Текст:
────────

Одним из первых продолжил эту антитезу Томас Манн в «Будденброках» (1901). Пусть бюргерский мир, мир Будденброков, не тождествен миру буржуазного хищничества, миру Хагенштремов, но не черты ли «слабости», подавляемые неслыханной самодисциплиной, ставят так высоко консула Будденброка? Не принадлежит ли к числу «никчемных» с точки зрения «жизненной хватки» тот, кого избрало Искусство, — маленький Ганно? И не воплотились ли в Христиане Будденброке — шуте и мнимом больном — черты будущего Дзено?
Новые литературные поколения дали несколько иное освещение этой антитезе. Пассивность, отщепенство, дезинтеграция героев их книг перестали быть признаками слабости, превратились в форму сопротивления жизненной практике буржуазного общества. Поэтому путь от героев Звево лежит и к трем товарищам Ремарка, и к некоторым героям раннего Хемингуэя, и еще дальше — к убегающему Кролику Апдайка, к Симми Гласу Сэлинджера или клоуну Бёлля.

────────

Сохранённые данные:
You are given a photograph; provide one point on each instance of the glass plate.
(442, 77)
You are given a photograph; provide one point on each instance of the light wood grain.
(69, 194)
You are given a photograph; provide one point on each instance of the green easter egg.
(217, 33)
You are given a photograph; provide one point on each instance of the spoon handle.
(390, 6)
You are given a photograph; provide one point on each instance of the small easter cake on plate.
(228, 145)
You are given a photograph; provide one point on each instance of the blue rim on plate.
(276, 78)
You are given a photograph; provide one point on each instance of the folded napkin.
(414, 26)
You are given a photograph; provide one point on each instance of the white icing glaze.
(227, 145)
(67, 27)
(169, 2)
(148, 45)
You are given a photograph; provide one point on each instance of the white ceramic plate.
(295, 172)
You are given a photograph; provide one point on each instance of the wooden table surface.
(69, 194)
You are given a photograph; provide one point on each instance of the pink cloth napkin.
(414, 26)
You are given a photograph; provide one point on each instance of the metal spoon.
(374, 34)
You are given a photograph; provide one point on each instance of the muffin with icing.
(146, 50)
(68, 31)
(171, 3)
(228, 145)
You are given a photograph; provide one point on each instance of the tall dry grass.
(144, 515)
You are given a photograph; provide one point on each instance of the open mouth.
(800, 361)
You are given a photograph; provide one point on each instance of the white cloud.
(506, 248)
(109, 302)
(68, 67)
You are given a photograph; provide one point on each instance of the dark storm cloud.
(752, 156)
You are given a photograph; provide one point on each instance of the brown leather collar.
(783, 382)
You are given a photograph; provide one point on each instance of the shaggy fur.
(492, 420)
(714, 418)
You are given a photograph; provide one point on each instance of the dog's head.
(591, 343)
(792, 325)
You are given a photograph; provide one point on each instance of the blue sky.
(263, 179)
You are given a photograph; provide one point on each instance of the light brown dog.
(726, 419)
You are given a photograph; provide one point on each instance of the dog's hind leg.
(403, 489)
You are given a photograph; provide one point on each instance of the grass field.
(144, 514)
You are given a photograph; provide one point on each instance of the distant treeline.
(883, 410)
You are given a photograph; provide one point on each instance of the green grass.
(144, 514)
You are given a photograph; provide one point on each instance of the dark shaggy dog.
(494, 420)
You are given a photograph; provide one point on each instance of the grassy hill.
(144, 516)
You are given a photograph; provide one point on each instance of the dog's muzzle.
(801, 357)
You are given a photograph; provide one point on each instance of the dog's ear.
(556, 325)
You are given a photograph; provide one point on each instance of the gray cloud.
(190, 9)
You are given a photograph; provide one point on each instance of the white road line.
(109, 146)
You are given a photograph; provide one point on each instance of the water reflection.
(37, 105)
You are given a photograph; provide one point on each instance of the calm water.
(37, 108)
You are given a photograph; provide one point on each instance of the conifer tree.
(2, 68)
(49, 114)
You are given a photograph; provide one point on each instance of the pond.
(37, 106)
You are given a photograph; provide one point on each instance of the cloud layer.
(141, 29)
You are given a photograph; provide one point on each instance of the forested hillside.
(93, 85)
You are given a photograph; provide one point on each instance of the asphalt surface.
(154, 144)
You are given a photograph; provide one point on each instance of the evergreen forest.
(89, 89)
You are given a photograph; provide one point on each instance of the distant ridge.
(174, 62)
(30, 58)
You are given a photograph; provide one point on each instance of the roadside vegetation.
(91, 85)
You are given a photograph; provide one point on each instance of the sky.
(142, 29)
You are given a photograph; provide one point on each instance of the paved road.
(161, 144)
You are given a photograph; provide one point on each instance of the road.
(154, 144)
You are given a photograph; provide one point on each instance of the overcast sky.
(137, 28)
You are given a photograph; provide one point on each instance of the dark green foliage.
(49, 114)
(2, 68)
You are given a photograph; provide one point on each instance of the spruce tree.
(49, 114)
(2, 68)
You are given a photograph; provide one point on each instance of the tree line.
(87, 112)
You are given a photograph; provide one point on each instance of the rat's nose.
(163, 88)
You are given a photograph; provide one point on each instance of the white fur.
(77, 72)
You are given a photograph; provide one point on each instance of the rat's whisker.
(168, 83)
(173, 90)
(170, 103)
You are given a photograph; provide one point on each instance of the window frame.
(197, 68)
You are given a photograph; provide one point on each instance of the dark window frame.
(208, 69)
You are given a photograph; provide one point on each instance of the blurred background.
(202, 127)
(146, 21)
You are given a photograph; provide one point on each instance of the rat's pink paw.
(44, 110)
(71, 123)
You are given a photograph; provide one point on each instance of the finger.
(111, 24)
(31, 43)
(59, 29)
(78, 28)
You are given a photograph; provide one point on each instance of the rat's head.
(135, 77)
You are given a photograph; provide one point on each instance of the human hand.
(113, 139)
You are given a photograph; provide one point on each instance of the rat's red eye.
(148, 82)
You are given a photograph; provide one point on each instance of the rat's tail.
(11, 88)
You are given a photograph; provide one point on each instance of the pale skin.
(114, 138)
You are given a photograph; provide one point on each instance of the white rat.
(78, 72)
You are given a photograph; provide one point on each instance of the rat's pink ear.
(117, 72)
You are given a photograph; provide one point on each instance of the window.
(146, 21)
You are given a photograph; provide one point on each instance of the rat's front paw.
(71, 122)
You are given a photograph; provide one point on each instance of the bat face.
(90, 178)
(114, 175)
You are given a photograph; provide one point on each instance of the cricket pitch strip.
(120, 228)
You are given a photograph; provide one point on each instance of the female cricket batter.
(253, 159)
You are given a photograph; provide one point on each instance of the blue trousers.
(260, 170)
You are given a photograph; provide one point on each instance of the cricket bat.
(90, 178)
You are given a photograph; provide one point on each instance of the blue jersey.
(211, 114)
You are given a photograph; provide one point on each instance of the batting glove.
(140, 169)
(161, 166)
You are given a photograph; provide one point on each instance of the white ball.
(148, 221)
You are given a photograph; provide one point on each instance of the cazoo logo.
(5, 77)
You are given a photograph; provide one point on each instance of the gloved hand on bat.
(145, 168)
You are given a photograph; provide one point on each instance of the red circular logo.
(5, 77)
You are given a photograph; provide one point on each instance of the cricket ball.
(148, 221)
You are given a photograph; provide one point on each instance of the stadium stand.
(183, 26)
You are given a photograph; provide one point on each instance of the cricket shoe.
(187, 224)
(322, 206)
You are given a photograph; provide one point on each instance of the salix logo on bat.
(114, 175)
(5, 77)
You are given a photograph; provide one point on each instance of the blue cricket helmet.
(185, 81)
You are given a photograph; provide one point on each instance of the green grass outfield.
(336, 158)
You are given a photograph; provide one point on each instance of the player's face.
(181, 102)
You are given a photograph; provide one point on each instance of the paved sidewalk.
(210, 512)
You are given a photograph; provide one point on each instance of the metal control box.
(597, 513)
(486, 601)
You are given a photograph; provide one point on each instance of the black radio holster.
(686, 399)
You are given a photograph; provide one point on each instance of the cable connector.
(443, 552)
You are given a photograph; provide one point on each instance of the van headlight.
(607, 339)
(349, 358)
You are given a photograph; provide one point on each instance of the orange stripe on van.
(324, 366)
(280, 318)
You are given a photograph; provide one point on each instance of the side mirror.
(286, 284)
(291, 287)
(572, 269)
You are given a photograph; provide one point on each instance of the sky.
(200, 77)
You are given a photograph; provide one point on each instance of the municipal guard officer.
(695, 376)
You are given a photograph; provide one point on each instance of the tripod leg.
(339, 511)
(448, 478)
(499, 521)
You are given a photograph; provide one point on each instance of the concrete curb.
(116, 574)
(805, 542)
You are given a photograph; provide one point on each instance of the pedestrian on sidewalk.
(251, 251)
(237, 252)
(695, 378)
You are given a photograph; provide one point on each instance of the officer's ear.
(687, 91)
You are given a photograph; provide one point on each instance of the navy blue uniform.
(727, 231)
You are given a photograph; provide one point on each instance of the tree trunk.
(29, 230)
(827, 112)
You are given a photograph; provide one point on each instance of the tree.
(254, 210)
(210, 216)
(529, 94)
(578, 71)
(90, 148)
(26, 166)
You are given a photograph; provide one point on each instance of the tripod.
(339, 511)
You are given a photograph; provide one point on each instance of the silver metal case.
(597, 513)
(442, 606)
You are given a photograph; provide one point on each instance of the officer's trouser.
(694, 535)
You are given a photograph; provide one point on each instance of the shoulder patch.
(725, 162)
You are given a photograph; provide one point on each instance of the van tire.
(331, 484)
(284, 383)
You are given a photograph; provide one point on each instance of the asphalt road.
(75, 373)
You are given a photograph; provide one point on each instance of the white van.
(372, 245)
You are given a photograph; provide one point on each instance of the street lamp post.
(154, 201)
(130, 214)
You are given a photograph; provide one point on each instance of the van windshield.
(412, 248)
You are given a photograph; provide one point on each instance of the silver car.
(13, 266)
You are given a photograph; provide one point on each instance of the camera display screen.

────────

Задание 1: В каком году вышли «Будденброки» по тексту о «Будденброках» Томаса Манна?
Задание 2: Перескажите текст о «Будденброках» Томаса Манна в двух предложениях.
Задание 3: Напишите, что идет дальше в тексте о «Будденброках» Томаса Манна после его последней фразы.

Ваш ответ 1: В 1901 году.

Ваш ответ 2: Томас Манн в «Будденброках» (1901) одним из первых продолжил эту антитезу: черты «слабости» и «никчемности» видны у консула Будденброка, маленького Ганно и Христиана Будденброка. Новые литературные поколения сделали пассивность и отщепенство героев формой сопротивления буржуазному обществу, поэтому путь от героев Звево ведет к героям Ремарка, раннего Хемингуэя, Апдайка, Сэлинджера и Бёлля.

Ваш ответ 3:
Но сам Звево не мыслил себя вне итальянской литературы. Великой радостью было для него появление статьи, где его «целиком приняли в число итальянских писателей» (из письма к Монтале от 15 марта 1926 г.). Для того чтобы это произошло, понадобились годы. Неуспех первых романов Звево у итальянской критики и публики был предопределен заранее. Несмотря на достаточно явную связь с эстетикой натурализма, они не укладывались в рамки веризма с его «областничеством», упрощенным пониманием психологии и нередкими мелодраматическими эффектами. Вместе с тем своей суровой правдивостью, аскетичностью стиля, отсутствием патетики они противостояли набиравшим в те годы силу декадентским течениям, прежде всего — манерной экзальтации Фогаццаро и риторике д'Аннунцио и его подражателей. Об этом ясно сказал Монтале в первой же своей статье о Звево: «Атмосфера д'аннунцианской диктатуры, в которой родились первые две книги Звево, определила их провал… Отодвинутый в тень присными повелителя, Звево не мог ждать признания и с другого берега, населенного запоздалыми пуристами, неудачливыми подражателями Мандзони, лишенными вкуса спиритуалистами и разными прочими образчиками рода человеческого».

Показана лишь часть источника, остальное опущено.